> Stored entries
Start of Block
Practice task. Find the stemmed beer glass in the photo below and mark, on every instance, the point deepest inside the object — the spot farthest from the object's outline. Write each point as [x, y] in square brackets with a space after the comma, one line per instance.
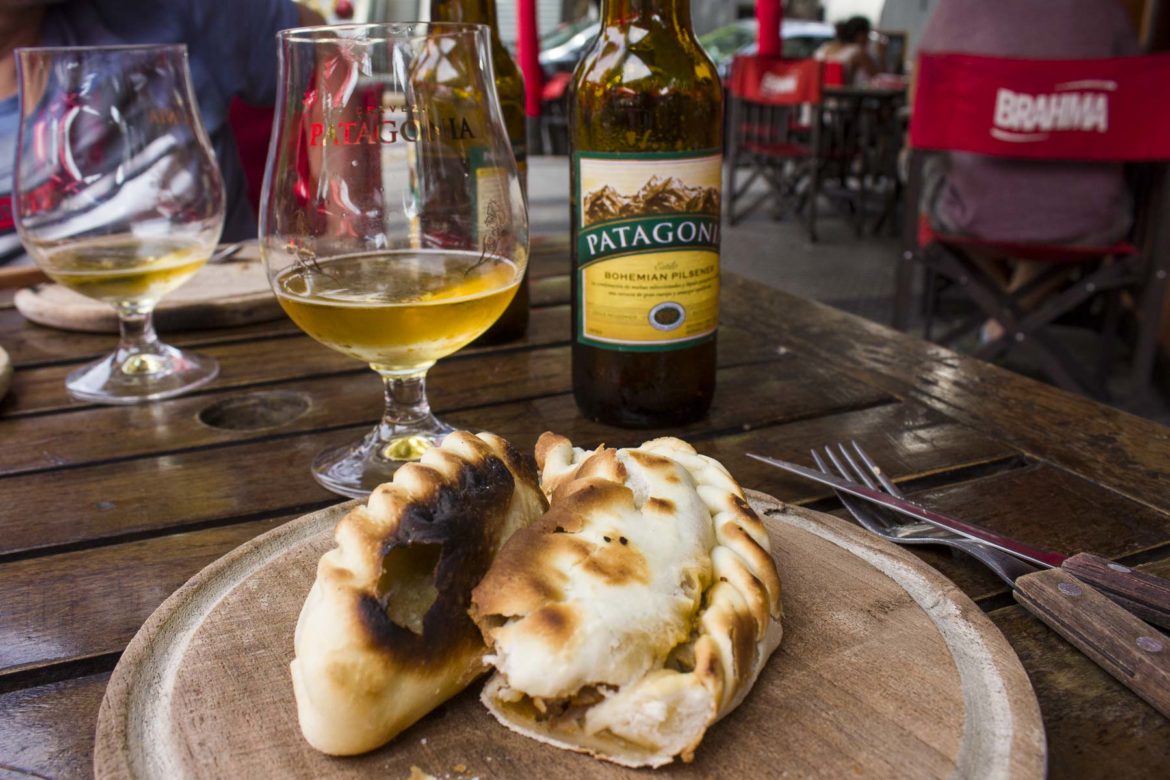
[117, 197]
[392, 222]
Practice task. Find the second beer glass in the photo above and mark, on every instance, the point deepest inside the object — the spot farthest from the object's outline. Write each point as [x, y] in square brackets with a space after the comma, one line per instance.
[392, 221]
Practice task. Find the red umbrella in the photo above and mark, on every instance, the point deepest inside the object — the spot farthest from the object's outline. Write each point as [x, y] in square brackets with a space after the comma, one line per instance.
[528, 54]
[769, 16]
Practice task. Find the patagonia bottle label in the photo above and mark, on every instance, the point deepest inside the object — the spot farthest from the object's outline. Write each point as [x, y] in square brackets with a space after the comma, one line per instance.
[647, 249]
End of Block
> ACTION ITEM
Before printing the records again, strip out the pictures; change nothing else.

> EXPECTED OUTPUT
Practice task. Find the stemmed beer glass in the photo below and mark, on every instance, the point deepest inside the object — the spot farthest from the object's outline. Write each point as [x, y] in square brackets with a space after the comma, one line per instance.
[117, 197]
[392, 222]
Practice task. Find the second beer glass in the photo above and mark, on every instance, the point deepest inside the object — the spot farthest from the object's outline. Write each point as [x, y] in square brackets with a space after the comma, one line per instance.
[392, 221]
Practice task. Find the red umbrella in the photo above and mark, on every instance, the point deepest inside the object — the spot farthest from the object's outline. Write each point as [x, y] in square brackets with a space after the comma, one line per instance.
[528, 54]
[769, 16]
Practice task. Find the patagonia bottle label in the photo above and mark, on every instance, the point deepest inside the object — the spot farthest from the object's outline. Write each point as [x, y] in square brackets with a space after the comma, one line per instance.
[647, 249]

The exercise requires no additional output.